TASK
Set down exactly the lines from the one containing "like x=3 y=165." through the last line of the records below, both included, and nothing else.

RECORDS SUPPLIED
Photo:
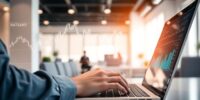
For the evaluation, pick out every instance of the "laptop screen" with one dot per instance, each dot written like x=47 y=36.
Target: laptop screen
x=165 y=56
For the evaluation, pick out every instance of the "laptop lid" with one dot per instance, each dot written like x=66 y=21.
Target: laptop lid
x=161 y=68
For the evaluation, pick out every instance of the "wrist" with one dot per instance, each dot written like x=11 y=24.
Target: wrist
x=78 y=86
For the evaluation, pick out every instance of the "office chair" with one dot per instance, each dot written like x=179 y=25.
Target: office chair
x=68 y=71
x=60 y=67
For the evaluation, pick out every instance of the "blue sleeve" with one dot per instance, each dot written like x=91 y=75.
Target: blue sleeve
x=17 y=84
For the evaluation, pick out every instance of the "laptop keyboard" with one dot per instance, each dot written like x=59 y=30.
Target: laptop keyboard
x=134 y=91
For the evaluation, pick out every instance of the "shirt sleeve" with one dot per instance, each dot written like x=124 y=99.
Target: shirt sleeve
x=18 y=84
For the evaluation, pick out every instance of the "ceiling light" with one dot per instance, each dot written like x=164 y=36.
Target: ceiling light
x=168 y=22
x=5 y=8
x=127 y=22
x=156 y=2
x=46 y=22
x=107 y=11
x=103 y=22
x=40 y=11
x=75 y=22
x=71 y=11
x=146 y=10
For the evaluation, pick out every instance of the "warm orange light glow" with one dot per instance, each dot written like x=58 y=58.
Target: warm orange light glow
x=6 y=9
x=46 y=22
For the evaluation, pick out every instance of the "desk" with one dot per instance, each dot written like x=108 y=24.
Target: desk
x=181 y=88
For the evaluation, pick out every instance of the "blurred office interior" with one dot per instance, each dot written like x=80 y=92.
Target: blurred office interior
x=116 y=34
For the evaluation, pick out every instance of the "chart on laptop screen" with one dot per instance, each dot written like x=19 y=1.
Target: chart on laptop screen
x=168 y=49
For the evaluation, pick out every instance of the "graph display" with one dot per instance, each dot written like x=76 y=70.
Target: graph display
x=164 y=61
x=167 y=51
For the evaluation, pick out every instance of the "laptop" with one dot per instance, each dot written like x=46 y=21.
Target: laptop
x=161 y=69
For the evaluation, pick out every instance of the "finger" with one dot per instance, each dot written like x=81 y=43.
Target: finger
x=117 y=79
x=117 y=86
x=116 y=74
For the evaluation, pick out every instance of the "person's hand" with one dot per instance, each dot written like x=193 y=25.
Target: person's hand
x=99 y=80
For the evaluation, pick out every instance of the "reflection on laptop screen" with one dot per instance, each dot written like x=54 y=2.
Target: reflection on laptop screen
x=167 y=51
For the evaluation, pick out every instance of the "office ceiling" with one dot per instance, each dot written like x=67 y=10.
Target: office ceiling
x=89 y=11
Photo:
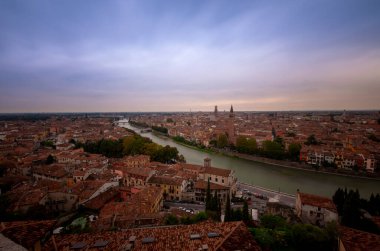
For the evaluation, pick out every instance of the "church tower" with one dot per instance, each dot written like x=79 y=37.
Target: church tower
x=231 y=112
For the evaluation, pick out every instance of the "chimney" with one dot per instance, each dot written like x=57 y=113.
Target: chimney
x=207 y=162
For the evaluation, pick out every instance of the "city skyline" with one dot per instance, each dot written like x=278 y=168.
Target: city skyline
x=120 y=56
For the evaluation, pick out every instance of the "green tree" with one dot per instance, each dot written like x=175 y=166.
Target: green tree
x=171 y=219
x=245 y=212
x=338 y=198
x=222 y=141
x=208 y=196
x=246 y=145
x=272 y=149
x=227 y=213
x=50 y=159
x=294 y=150
x=272 y=221
x=309 y=237
x=311 y=140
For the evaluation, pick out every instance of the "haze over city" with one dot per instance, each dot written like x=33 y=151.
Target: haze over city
x=83 y=56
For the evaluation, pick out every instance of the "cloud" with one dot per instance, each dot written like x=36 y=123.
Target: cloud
x=133 y=56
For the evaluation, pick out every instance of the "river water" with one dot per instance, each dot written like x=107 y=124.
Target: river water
x=269 y=176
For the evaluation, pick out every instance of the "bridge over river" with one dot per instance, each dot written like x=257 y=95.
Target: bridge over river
x=269 y=176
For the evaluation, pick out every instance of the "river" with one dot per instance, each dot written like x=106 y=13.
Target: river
x=269 y=176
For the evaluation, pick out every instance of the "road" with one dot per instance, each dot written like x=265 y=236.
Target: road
x=283 y=198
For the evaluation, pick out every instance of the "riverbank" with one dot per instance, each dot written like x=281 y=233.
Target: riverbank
x=280 y=163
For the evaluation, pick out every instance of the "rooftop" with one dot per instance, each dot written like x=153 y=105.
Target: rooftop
x=225 y=236
x=317 y=201
x=356 y=240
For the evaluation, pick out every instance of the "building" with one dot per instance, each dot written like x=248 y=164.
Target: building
x=315 y=209
x=350 y=239
x=200 y=191
x=222 y=177
x=24 y=235
x=173 y=187
x=201 y=236
x=137 y=176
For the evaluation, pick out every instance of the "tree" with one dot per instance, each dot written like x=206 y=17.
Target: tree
x=222 y=141
x=272 y=221
x=245 y=212
x=246 y=145
x=171 y=219
x=338 y=199
x=311 y=140
x=208 y=196
x=351 y=209
x=273 y=149
x=50 y=159
x=294 y=150
x=227 y=213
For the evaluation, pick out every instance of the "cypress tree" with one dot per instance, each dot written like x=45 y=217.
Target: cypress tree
x=208 y=196
x=245 y=212
x=227 y=213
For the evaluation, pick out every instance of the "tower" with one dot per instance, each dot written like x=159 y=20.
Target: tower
x=207 y=162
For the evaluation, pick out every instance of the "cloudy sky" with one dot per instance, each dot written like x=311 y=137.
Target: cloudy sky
x=83 y=56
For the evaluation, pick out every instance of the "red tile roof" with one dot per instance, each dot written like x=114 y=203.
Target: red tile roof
x=317 y=201
x=26 y=233
x=230 y=236
x=356 y=240
x=201 y=184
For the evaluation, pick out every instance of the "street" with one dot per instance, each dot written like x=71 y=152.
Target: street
x=282 y=198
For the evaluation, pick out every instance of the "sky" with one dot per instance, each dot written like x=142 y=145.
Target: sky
x=123 y=56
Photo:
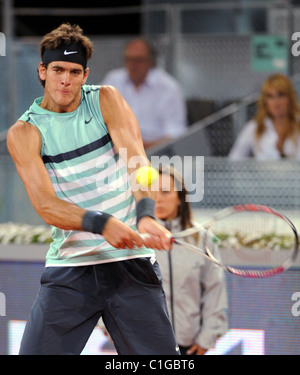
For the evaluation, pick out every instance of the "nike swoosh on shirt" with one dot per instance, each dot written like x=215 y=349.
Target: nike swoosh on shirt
x=69 y=53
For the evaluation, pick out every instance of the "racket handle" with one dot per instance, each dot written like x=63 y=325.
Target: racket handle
x=147 y=235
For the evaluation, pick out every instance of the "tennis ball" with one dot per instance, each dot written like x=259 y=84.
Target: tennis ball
x=146 y=176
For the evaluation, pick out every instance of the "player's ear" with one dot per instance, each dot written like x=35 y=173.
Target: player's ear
x=42 y=71
x=86 y=74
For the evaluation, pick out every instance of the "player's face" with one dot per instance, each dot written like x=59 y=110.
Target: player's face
x=277 y=103
x=137 y=62
x=167 y=200
x=63 y=81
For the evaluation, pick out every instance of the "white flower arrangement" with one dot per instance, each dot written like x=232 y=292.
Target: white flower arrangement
x=24 y=234
x=270 y=241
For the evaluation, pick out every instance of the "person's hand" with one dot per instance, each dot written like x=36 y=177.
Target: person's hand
x=157 y=237
x=195 y=349
x=120 y=235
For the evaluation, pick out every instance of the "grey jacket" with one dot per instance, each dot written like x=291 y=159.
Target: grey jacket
x=196 y=294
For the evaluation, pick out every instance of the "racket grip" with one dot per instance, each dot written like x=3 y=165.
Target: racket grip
x=147 y=235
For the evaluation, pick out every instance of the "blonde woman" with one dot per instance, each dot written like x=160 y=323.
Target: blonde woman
x=274 y=133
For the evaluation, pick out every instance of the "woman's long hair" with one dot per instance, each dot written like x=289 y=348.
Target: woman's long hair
x=184 y=209
x=282 y=84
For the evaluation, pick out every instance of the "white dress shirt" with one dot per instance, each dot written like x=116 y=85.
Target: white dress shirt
x=158 y=103
x=265 y=148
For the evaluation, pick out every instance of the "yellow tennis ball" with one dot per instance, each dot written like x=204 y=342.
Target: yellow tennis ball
x=146 y=176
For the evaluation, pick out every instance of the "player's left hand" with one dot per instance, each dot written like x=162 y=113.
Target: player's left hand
x=158 y=236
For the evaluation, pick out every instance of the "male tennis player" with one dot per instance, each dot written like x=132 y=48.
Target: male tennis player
x=65 y=148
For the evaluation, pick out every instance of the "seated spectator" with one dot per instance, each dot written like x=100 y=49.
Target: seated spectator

ANSWER FOR THE TASK
For the evaluation, pick out every instance of the "racket grip" with one dot per instance, each dot written like x=3 y=165.
Target: racket grip
x=147 y=235
For the evaluation, pick out every instance of the "blonde woman" with one dot per instance, each dot written like x=160 y=323.
Target: blonde woman
x=274 y=133
For the evaluation, pick out every instance of the "woman's long hair" with one dot per instance, each dot written like x=289 y=348.
Target: woman's long hair
x=184 y=209
x=282 y=84
For the evaluation, pick out every instance of the "white dress shirt" with one dot per instance, each dot written like x=116 y=85.
Target: white dress shirt
x=158 y=103
x=265 y=148
For the evaluation, pick out every instance of the "yellow tennis ball" with one dot per instance, each dot written like x=204 y=342.
Target: yellow tennis ball
x=146 y=176
For the evaluation, pick out every instance of the "player's left hand" with one dot per instance, each dot written like x=162 y=113.
Target: player's left hand
x=158 y=236
For the evaluation, pick out every instance of the "male tennis player" with one dot per instance, each dot written like x=132 y=48.
Target: male tennis player
x=65 y=148
For the evaluation, pick out every instance of the "seated spectator" with one dot per instance, each dot written like x=100 y=49.
Target: seated spectator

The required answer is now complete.